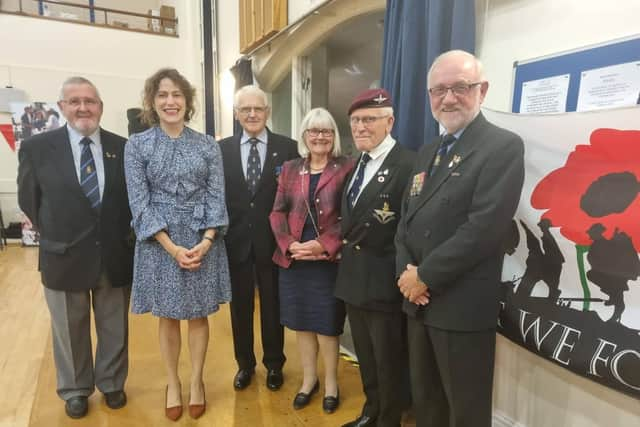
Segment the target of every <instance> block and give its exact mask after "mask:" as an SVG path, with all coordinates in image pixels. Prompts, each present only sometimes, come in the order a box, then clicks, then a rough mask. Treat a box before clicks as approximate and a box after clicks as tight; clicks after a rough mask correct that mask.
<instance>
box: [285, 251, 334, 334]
mask: <svg viewBox="0 0 640 427" xmlns="http://www.w3.org/2000/svg"><path fill="white" fill-rule="evenodd" d="M337 272H338V264H336V263H334V262H330V261H293V262H292V263H291V266H290V267H289V268H280V280H279V283H280V323H282V325H284V326H286V327H287V328H289V329H293V330H294V331H309V332H315V333H317V334H320V335H327V336H338V335H341V334H342V329H343V327H344V319H345V308H344V303H343V302H342V300H339V299H338V298H336V297H335V296H334V295H333V293H334V290H335V284H336V275H337Z"/></svg>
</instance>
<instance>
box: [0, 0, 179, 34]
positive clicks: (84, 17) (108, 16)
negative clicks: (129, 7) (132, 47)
mask: <svg viewBox="0 0 640 427" xmlns="http://www.w3.org/2000/svg"><path fill="white" fill-rule="evenodd" d="M158 12H159V11H158ZM0 13H7V14H12V15H20V16H29V17H33V18H40V19H48V20H54V21H62V22H72V23H75V24H83V25H92V26H98V27H103V28H113V29H118V30H125V31H135V32H142V33H150V34H156V35H163V36H169V37H178V19H177V18H172V17H163V16H159V14H158V15H156V14H153V15H152V11H149V13H146V14H145V13H138V12H130V11H126V10H119V9H111V8H106V7H100V6H94V5H93V4H89V5H86V4H78V3H71V2H67V1H56V0H0Z"/></svg>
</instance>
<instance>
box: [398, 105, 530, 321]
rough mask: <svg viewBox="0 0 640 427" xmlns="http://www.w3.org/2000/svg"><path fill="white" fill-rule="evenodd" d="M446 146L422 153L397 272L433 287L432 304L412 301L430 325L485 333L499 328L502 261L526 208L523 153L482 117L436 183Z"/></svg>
mask: <svg viewBox="0 0 640 427" xmlns="http://www.w3.org/2000/svg"><path fill="white" fill-rule="evenodd" d="M439 142H440V141H439V139H438V140H436V141H434V143H432V144H429V145H426V146H424V147H423V148H422V149H421V150H420V152H419V153H418V157H417V163H416V166H415V167H414V169H413V171H412V172H411V178H410V183H409V191H407V192H406V193H405V197H404V199H403V210H402V219H401V220H400V224H399V226H398V232H397V234H396V249H397V251H398V253H397V257H396V264H397V270H398V274H401V273H402V272H403V271H404V269H405V267H406V265H407V264H413V265H417V266H418V275H419V277H420V278H421V279H422V281H424V282H425V283H426V284H427V286H428V287H429V291H430V294H431V299H430V301H429V304H427V305H426V306H424V307H422V308H421V307H418V306H417V305H416V304H412V303H410V302H409V301H407V300H406V299H405V300H404V305H403V309H404V311H405V312H406V313H407V314H408V315H410V316H415V315H416V314H417V312H418V311H419V310H420V311H422V312H423V321H424V323H425V324H426V325H430V326H433V327H436V328H440V329H445V330H458V331H479V330H488V329H494V328H495V327H496V323H497V319H498V311H499V284H500V274H501V267H502V259H503V253H502V251H501V249H500V246H501V243H502V241H503V239H504V236H505V234H506V232H507V231H508V229H509V227H510V225H511V219H512V218H513V215H514V214H515V211H516V208H517V206H518V201H519V200H520V192H521V190H522V184H523V181H524V145H523V142H522V139H521V138H520V137H519V136H518V135H516V134H514V133H513V132H510V131H508V130H505V129H502V128H499V127H497V126H495V125H493V124H491V123H489V122H488V121H487V120H486V119H485V118H484V116H483V115H482V113H480V114H479V115H478V116H477V117H476V118H475V119H474V120H473V122H471V123H470V124H469V126H467V128H466V130H465V131H464V132H463V133H462V135H461V137H460V139H459V140H458V141H457V142H456V143H455V145H454V146H453V148H452V149H451V151H450V152H449V154H448V155H447V156H446V157H445V158H444V159H442V161H441V163H440V166H439V167H438V168H437V169H436V170H435V172H434V174H433V175H432V176H431V177H429V173H428V172H429V165H431V163H432V162H433V159H434V157H435V155H436V151H437V149H438V144H439Z"/></svg>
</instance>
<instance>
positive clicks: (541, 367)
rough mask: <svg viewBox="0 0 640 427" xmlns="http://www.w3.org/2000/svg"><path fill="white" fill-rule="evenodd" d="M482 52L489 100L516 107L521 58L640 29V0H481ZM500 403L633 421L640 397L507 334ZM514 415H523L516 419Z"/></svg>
mask: <svg viewBox="0 0 640 427" xmlns="http://www.w3.org/2000/svg"><path fill="white" fill-rule="evenodd" d="M476 5H477V18H478V27H477V28H478V34H477V36H478V37H477V40H478V45H477V53H478V55H479V56H480V58H481V59H482V61H483V63H484V66H485V71H486V75H487V78H488V80H489V81H490V84H491V86H490V88H489V93H488V95H487V98H486V101H485V105H486V106H488V107H490V108H493V109H497V110H502V111H510V109H511V86H512V71H513V68H512V67H513V62H514V61H516V60H524V59H530V58H535V57H539V56H544V55H548V54H553V53H557V52H561V51H565V50H570V49H574V48H577V47H581V46H585V45H590V44H594V43H600V42H605V41H608V40H612V39H616V38H620V37H625V36H630V35H634V34H635V35H637V34H639V33H640V26H639V25H638V17H639V16H640V1H638V0H616V1H615V2H613V1H608V2H605V1H601V0H477V1H476ZM494 392H495V395H494V408H495V412H496V413H497V415H498V421H499V424H497V425H500V426H510V425H518V426H520V427H524V426H526V427H547V426H548V427H596V426H607V427H623V426H624V427H627V426H635V425H638V424H639V423H640V421H639V420H640V405H639V404H638V401H637V400H635V399H632V398H630V397H628V396H626V395H623V394H621V393H618V392H615V391H613V390H610V389H608V388H606V387H603V386H601V385H598V384H596V383H594V382H592V381H589V380H587V379H584V378H581V377H578V376H577V375H574V374H572V373H570V372H568V371H567V370H565V369H562V368H560V367H558V366H556V365H554V364H552V363H550V362H547V361H545V360H543V359H541V358H539V357H537V356H535V355H533V354H531V353H529V352H528V351H526V350H523V349H521V348H520V347H518V346H516V345H514V344H512V343H511V342H510V341H508V340H506V339H504V338H502V337H499V338H498V347H497V355H496V372H495V390H494ZM514 422H517V424H515V423H514Z"/></svg>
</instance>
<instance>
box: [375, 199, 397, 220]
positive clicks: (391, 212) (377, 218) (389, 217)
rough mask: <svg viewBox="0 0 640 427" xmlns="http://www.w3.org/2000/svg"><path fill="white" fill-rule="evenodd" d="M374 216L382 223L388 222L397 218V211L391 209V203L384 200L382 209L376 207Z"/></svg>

####

Exercise goal »
Return the material above verbatim, minus the pictures.

Answer section »
Segment the target of every <instance> block and give its exact mask after "mask:" as an SVG path, with all coordinates in image pixels. Prompts, each present only sometimes, come in the order a box, then clicks, then a rough mask. Treat a box before clicks as approximate and a box after clicks as tight; clicks after a rough mask correct that mask.
<instance>
box: [285, 251, 334, 334]
mask: <svg viewBox="0 0 640 427" xmlns="http://www.w3.org/2000/svg"><path fill="white" fill-rule="evenodd" d="M337 272H338V264H336V263H334V262H330V261H293V262H292V263H291V266H290V267H289V268H280V280H279V283H280V323H282V325H284V326H286V327H287V328H289V329H293V330H294V331H309V332H315V333H317V334H320V335H327V336H338V335H341V334H342V329H343V327H344V319H345V308H344V303H343V302H342V300H339V299H338V298H336V297H335V296H334V295H333V293H334V290H335V284H336V275H337Z"/></svg>
</instance>
<instance>
box: [0, 0, 179, 34]
positive clicks: (84, 17) (108, 16)
negative clicks: (129, 7) (132, 47)
mask: <svg viewBox="0 0 640 427" xmlns="http://www.w3.org/2000/svg"><path fill="white" fill-rule="evenodd" d="M158 12H159V11H158ZM0 13H7V14H12V15H20V16H29V17H33V18H40V19H48V20H54V21H62V22H72V23H75V24H83V25H92V26H98V27H103V28H113V29H118V30H125V31H135V32H142V33H150V34H156V35H163V36H169V37H178V19H177V18H172V17H163V16H159V14H158V15H156V14H153V15H152V11H149V13H146V14H145V13H138V12H130V11H126V10H119V9H111V8H106V7H100V6H94V5H93V4H89V5H86V4H78V3H71V2H67V1H56V0H0Z"/></svg>
</instance>
<instance>
box: [398, 105, 530, 321]
rough mask: <svg viewBox="0 0 640 427" xmlns="http://www.w3.org/2000/svg"><path fill="white" fill-rule="evenodd" d="M446 146L422 153L397 272L433 287L432 304L412 301L430 325L485 333L499 328L502 261L526 208L523 153L482 117L436 183Z"/></svg>
mask: <svg viewBox="0 0 640 427" xmlns="http://www.w3.org/2000/svg"><path fill="white" fill-rule="evenodd" d="M439 142H440V141H439V139H438V140H436V141H434V143H432V144H429V145H426V146H424V147H423V148H422V149H421V150H420V152H419V153H418V157H417V163H416V166H415V167H414V169H413V171H412V172H411V178H410V183H409V191H407V192H406V193H405V197H404V199H403V210H402V219H401V220H400V224H399V226H398V232H397V234H396V249H397V251H398V253H397V257H396V264H397V270H398V274H401V273H402V272H403V271H404V269H405V267H406V265H407V264H413V265H417V266H418V275H419V277H420V278H421V279H422V281H424V282H425V283H426V284H427V286H428V287H429V291H430V294H431V299H430V301H429V304H427V305H426V306H424V307H422V308H421V307H418V306H417V305H416V304H412V303H410V302H409V301H407V300H406V299H405V300H404V305H403V309H404V311H405V312H406V313H407V314H408V315H410V316H415V315H416V314H417V312H418V311H419V310H420V311H422V312H423V321H424V323H425V324H426V325H430V326H433V327H436V328H440V329H445V330H458V331H479V330H488V329H494V328H495V327H496V323H497V319H498V311H499V284H500V274H501V267H502V259H503V253H502V251H501V249H500V246H501V243H502V241H503V239H504V236H505V234H506V232H507V231H508V229H509V227H510V225H511V219H512V218H513V215H514V214H515V211H516V208H517V206H518V201H519V200H520V192H521V190H522V184H523V181H524V145H523V142H522V139H521V138H520V137H519V136H518V135H516V134H514V133H513V132H510V131H508V130H505V129H502V128H499V127H497V126H495V125H493V124H491V123H489V122H488V121H487V120H486V119H485V118H484V116H483V115H482V113H480V114H479V115H478V116H477V117H476V118H475V119H474V120H473V122H471V123H470V124H469V126H467V128H466V130H465V131H464V132H463V133H462V135H461V137H460V139H459V140H458V141H457V142H456V143H455V145H454V146H453V148H452V149H451V151H450V152H449V154H448V155H447V156H446V157H445V158H444V159H442V161H441V163H440V166H439V167H438V168H437V169H436V170H435V172H434V174H433V175H432V176H431V177H429V173H428V172H429V165H431V163H432V162H433V159H434V157H435V155H436V151H437V149H438V144H439Z"/></svg>
</instance>
<instance>
positive clicks: (541, 367)
rough mask: <svg viewBox="0 0 640 427" xmlns="http://www.w3.org/2000/svg"><path fill="white" fill-rule="evenodd" d="M482 52L489 100L516 107L521 58L640 29V0H481ZM500 403L633 421L640 397L507 334ZM514 415H523L516 419Z"/></svg>
mask: <svg viewBox="0 0 640 427" xmlns="http://www.w3.org/2000/svg"><path fill="white" fill-rule="evenodd" d="M476 5H477V18H478V27H477V28H478V34H477V36H478V37H477V40H478V45H477V53H478V55H479V56H480V58H481V59H482V61H483V63H484V66H485V71H486V75H487V78H488V80H489V81H490V84H491V86H490V88H489V93H488V95H487V98H486V101H485V105H486V106H488V107H490V108H493V109H497V110H502V111H510V109H511V86H512V71H513V68H512V67H513V62H514V61H516V60H524V59H530V58H535V57H539V56H544V55H548V54H553V53H557V52H561V51H565V50H570V49H574V48H577V47H581V46H585V45H590V44H594V43H600V42H605V41H608V40H612V39H616V38H620V37H625V36H630V35H634V34H635V35H637V34H639V33H640V26H639V25H638V17H639V16H640V1H638V0H616V1H615V2H613V1H608V2H605V1H601V0H477V1H476ZM494 392H495V395H494V408H495V412H496V413H497V415H498V421H499V424H497V425H500V426H510V425H518V426H520V427H524V426H526V427H547V426H548V427H596V426H607V427H623V426H624V427H627V426H635V425H638V424H639V423H640V421H639V420H640V405H639V404H638V401H637V400H635V399H632V398H630V397H628V396H626V395H623V394H621V393H618V392H615V391H613V390H610V389H608V388H606V387H603V386H601V385H598V384H596V383H594V382H592V381H589V380H587V379H584V378H581V377H578V376H577V375H574V374H572V373H570V372H568V371H567V370H565V369H562V368H560V367H558V366H556V365H554V364H552V363H550V362H547V361H545V360H543V359H541V358H539V357H537V356H535V355H533V354H531V353H529V352H528V351H526V350H523V349H521V348H520V347H518V346H516V345H514V344H512V343H511V342H510V341H508V340H506V339H504V338H502V337H499V338H498V347H497V355H496V372H495V390H494ZM514 422H517V424H515V423H514Z"/></svg>
</instance>
<instance>
box: [375, 199, 397, 220]
positive clicks: (391, 212) (377, 218) (389, 217)
rough mask: <svg viewBox="0 0 640 427" xmlns="http://www.w3.org/2000/svg"><path fill="white" fill-rule="evenodd" d="M374 216L382 223L388 222L397 218V211L391 209V203L384 200L382 209L376 207Z"/></svg>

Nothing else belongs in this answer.